(Records from a data collection)
<<<<
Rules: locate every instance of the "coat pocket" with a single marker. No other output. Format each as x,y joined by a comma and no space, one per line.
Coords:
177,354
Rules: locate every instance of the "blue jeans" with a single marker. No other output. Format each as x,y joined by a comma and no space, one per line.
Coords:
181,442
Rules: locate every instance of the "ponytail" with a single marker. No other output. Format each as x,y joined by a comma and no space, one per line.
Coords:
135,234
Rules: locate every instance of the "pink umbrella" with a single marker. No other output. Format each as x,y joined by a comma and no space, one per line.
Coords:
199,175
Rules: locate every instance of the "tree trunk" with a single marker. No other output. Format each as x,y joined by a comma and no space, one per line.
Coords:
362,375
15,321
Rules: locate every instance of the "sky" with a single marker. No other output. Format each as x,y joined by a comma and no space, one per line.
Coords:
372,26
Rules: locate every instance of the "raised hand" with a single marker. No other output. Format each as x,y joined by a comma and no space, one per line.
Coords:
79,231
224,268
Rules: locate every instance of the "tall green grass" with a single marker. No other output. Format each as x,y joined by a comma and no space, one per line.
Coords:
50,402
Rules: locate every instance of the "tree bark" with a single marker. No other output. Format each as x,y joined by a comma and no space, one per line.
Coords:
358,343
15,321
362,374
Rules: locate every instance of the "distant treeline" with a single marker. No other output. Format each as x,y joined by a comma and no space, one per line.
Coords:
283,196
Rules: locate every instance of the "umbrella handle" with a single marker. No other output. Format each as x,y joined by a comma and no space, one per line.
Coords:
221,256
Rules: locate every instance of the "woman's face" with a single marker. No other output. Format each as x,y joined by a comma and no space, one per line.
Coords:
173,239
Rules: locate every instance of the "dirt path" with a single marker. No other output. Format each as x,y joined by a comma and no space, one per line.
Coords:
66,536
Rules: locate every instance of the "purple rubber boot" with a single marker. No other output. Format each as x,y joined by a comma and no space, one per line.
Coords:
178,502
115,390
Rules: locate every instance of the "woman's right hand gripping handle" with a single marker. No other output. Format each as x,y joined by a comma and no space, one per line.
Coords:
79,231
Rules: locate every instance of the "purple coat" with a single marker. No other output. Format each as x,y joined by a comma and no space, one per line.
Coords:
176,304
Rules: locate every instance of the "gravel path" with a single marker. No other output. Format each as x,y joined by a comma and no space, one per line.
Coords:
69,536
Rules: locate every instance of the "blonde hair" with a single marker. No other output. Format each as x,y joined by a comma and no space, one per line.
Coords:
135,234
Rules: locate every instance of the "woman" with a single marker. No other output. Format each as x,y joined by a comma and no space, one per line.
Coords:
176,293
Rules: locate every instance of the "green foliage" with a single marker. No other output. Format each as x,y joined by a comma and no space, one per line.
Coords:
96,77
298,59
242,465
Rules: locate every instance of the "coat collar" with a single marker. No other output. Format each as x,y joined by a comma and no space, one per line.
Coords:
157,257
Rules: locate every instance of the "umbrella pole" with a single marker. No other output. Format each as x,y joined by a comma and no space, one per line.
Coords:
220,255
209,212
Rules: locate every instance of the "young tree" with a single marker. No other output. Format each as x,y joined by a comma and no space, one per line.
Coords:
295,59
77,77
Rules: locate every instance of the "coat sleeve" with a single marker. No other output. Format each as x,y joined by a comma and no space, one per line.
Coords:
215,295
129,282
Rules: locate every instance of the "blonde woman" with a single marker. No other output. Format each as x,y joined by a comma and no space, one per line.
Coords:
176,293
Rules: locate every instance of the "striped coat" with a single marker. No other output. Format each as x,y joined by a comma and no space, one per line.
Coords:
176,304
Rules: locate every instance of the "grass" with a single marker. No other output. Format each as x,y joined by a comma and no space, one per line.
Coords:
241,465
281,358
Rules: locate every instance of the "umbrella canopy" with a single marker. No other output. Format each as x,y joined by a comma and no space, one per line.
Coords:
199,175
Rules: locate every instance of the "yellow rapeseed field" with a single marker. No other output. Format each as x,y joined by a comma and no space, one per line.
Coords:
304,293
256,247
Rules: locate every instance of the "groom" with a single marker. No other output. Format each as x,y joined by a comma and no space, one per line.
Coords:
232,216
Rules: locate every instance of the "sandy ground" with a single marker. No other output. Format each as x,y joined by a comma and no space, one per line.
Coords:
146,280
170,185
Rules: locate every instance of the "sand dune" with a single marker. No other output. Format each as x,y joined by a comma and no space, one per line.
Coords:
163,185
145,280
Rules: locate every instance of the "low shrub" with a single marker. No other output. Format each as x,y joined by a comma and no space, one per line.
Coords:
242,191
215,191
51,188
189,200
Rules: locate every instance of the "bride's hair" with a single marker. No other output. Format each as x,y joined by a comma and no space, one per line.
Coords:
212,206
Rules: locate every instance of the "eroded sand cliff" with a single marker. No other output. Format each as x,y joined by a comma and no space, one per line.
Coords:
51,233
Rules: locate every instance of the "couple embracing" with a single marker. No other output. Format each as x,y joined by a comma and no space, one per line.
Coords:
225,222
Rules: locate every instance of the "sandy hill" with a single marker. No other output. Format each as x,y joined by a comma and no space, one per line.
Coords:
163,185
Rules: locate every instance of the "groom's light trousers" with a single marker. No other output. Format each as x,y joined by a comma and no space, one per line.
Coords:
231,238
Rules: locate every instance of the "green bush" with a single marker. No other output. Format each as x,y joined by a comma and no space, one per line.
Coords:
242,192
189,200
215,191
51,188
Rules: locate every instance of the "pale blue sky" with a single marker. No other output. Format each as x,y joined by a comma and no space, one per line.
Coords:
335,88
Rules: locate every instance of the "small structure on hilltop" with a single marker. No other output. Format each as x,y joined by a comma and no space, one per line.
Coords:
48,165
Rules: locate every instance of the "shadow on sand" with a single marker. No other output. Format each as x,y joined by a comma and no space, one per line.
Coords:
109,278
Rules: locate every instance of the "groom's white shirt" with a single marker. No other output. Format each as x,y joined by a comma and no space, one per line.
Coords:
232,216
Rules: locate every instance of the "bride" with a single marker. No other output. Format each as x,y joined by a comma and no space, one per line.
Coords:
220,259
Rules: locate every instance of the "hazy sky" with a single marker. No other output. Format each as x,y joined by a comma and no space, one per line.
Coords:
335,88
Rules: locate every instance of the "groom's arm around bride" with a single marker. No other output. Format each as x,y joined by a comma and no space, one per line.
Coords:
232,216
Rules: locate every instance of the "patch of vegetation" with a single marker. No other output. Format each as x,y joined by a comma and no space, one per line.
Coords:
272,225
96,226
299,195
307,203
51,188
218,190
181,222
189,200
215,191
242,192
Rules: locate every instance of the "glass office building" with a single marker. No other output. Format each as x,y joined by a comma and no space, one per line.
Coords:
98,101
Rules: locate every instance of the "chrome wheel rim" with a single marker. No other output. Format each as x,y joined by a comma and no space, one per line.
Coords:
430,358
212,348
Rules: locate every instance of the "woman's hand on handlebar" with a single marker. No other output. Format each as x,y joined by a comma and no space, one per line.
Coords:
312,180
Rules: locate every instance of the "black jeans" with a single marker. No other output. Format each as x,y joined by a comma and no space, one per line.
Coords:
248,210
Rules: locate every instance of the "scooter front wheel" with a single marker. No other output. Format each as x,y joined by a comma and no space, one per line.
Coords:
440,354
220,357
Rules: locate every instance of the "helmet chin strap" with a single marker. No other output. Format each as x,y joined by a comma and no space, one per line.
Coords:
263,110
>>>>
EXERCISE GOAL = Reproduce all of the entries word for word.

SOLUTION FOR THIS EXERCISE =
Rules: locate every instance of the "coat pocket" with a single marker. No other output. Format each as x,y joined by a comma and no space, one per line.
Coords:
177,354
Rules: locate every instance of the "blue jeans" with a single marker. No other output. Format each as x,y joined by a comma and no space, one per line.
Coords:
181,442
Rules: locate every instance of the "ponytail" with a single marker. No other output. Format each as x,y joined by a comma and no space, one per line.
Coords:
135,234
Rules: locate every instance of the "pink umbrella" with a single marker. No other output. Format each as x,y joined by a comma and no space, one per line.
Coords:
199,175
Rules: locate every instance of the "tree trunk" with a single marker. No other output. Format each as x,y joined by a comma and no space, one per line.
Coords:
362,375
15,321
Rules: locate every instance of the "sky" with a single marker. No other output. Format each as x,y joined by a comma and no space, one per line.
Coords:
372,26
Rules: locate every instance of the "raised hand" with a single marker. No other output. Format each as x,y joined by a comma and no space, one per line.
Coords:
79,231
224,268
Rules: locate every instance of the "tall green grass" with a single marker. No other output. Format each as x,y joined by a comma and no space, one per line.
Coords:
50,402
Rules: locate every instance of the "tree bark" with a single marker. No other output. Format each as x,y joined by a comma and no space, one per line.
Coords:
358,343
15,321
362,374
Rules: locate every instance of the "distant treeline" with a single marker. No other output. Format each as x,y joined by a comma and no space, one per line.
Coords:
283,196
Rules: locate every instance of the "umbrella handle" with a single marker. No other output. Format each as x,y joined by a comma and no space, one per line.
Coords:
221,256
Rules: locate every instance of the "woman's face" with a single marker. No other output. Format each as x,y joined by a comma and no space, one per line.
Coords:
173,239
Rules: locate every instance of the "dirt path" with a single marker. No other output. Format each as x,y joined by a comma and no space, one per line.
Coords:
66,536
Rules: locate every instance of the "purple rubber boot" with a single marker. No other output. Format each as x,y joined by a comma and no space, one per line.
Coords:
178,502
115,390
Rules: locate every instance of the "woman's right hand gripping handle" with a single marker. No other output. Format each as x,y joined by a comma and no space, one per line.
Coords:
79,231
Rules: locate every instance of the "purple coat" with a single marker. No other output. Format each as x,y joined by a comma and no space, one per line.
Coords:
176,304
Rules: locate every instance of the "gravel path" with a single marker. No other output. Format each as x,y joined by a comma and no space, one per line.
Coords:
69,536
Rules: locate every instance of the "blonde hair" with a single marker. No other output. Format each as x,y joined by a comma and no space, one per line.
Coords:
135,234
Rules: locate every instance of the "woman" with a single marker. No other output. Format each as x,y joined by a comma and no space, one per line.
Coords:
176,293
Rules: locate every instance of the "green foliage" with a single marker. No other output. Format each as x,y joined by a comma and no space, one per line.
Coords:
96,77
298,59
242,465
Rules: locate every instance of the "coat collar" with a single marker. No other output. Format each as x,y joined by a comma and no space, one per line.
Coords:
157,257
Rules: locate every instance of the "umbrella pole" with a single marker. No other output. Format each as x,y joined by a comma and no space, one per line.
Coords:
220,255
209,212
Rules: locate every instance of the "young tree" with a single marker. No other output. Format each as x,y joined by a comma and no space, one per line.
Coords:
295,59
77,77
Rules: locate every instance of the "coat sleeve" with a single marker. No other output. Format each as x,y joined by a comma and no space, one per line.
Coords:
215,295
129,282
Rules: locate every instance of the "blonde woman" with a single marker. No other output. Format each as x,y joined by a comma and no space, one per line.
Coords:
176,293
Rules: locate every instance of the "striped coat" with a single marker. No other output. Format each as x,y joined by a comma and no space, one per line.
Coords:
176,304
Rules: locate every instance of the "grass" with a single marker. No other output. Format each as x,y joined by a comma and no space, one per line.
Coords:
241,465
281,358
Rules: locate every instance of the "umbrella canopy" with a single marker. No other output. Format each as x,y joined by a comma and no space, one per line.
Coords:
199,175
Rules: locate every instance of the "yellow rapeseed field" with a single marker. No other output. Format each as x,y joined by a comma and no space, one per line.
Coords:
304,293
256,247
Rules: locate every instance of the "groom" with a single marker. No other output. Format each as x,y joined by a comma and no space, one per line.
Coords:
232,216
Rules: locate every instance of the "sandy ground" with a single marker. No other output. Format each as x,y joined by a comma and no space, one per line.
Coords:
146,280
170,185
Rules: locate every instance of the "sand dune" with a single marker. No other output. Format each as x,y joined by a comma and no space, one per line.
Coords:
163,185
145,280
Rules: locate every instance of the "low shrub" with a single marker. No other output. Format each as x,y joined by a comma and no space, one per line.
Coords:
242,191
215,191
51,188
189,200
Rules: locate every instance of the "bride's hair" with a single marker. No other output. Format each as x,y joined by a comma and no space, one per line.
Coords:
212,206
Rules: locate every instance of the "eroded sand cliff" with a single marker. No other output. Format each as x,y joined by a comma and no space, one per line.
Coords:
51,233
Rules: locate every instance of the "couple embracing" with a single marker. No other output. Format each as x,y joined by a comma and no space, one per line.
Coords:
225,222
Rules: locate every instance of the "sandy hill" with a single marker. No other output. Format each as x,y joined by a comma and no space, one per line.
Coords:
163,185
Rules: locate every instance of the "groom's light trousers" with a single marker. No other output. Format each as x,y joined by a comma and no space, one per line.
Coords:
231,238
Rules: locate every instance of the "green bush" with a single marker. No other output. Format each as x,y joined by a comma and no space, one per line.
Coords:
242,192
189,200
215,191
51,188
Rules: locate every instance of the "pale blue sky" with a single marker. No other output. Format each as x,y joined by a comma and no space, one per line.
Coords:
335,88
Rules: locate every instance of the "small structure on hilltop" with a single marker. No other output. Format each as x,y joined by a comma and no space, one per line.
Coords:
48,165
Rules: locate every instance of the "shadow on sand" with a single marker. No other output. Format each as x,y joined by a comma and no space, one per line.
Coords:
109,278
Rules: locate every instance of the "groom's white shirt" with a single marker. No other output. Format each as x,y joined by a comma and no space, one per line.
Coords:
232,216
Rules: locate every instance of the "bride" with a single marker. No other output. Format each as x,y joined by a comma and no space, one per line.
Coords:
220,259
Rules: locate every instance of the "hazy sky" with a single marker. No other output. Format each as x,y joined by a comma and no space, one per line.
Coords:
335,88
Rules: locate every instance of the "groom's arm around bride" with a single marker. No other output. Format each as x,y joined by a comma and no space, one per line.
Coords:
232,216
Rules: locate every instance of the "patch of vegetation" with a single marker. No other output. Format each as x,y joined by a comma and no space, one per line.
Coords:
272,225
96,226
299,195
307,203
51,188
218,190
181,222
189,200
215,191
242,192
Rules: locate every instance of the "glass office building" with a single marker. No other output. Format each as x,y joined by a comma and no space, one per line.
Coords:
98,101
Rules: locate every instance of the "chrome wheel rim" with a single marker. No other output. Format each as x,y joined by a comma and no space, one per line.
Coords:
430,358
212,348
Rules: locate every instance of the "woman's hand on handlebar" with a single marker. No other output. Format each as x,y joined by a comma and no space, one per line.
Coords:
312,180
Rules: locate every instance of the "black jeans" with a single marker. No other output. Format each as x,y joined by a comma and no space, one per line.
Coords:
248,210
Rules: locate every instance of the "scooter front wheel" with a single marker. No other output. Format each as x,y joined by a comma and no space, one per line.
Coords:
440,354
220,357
Rules: locate every instance of the "helmet chin strap" with a single marker. No other output. Format each as x,y joined by a comma and no space, one per line.
Coords:
263,110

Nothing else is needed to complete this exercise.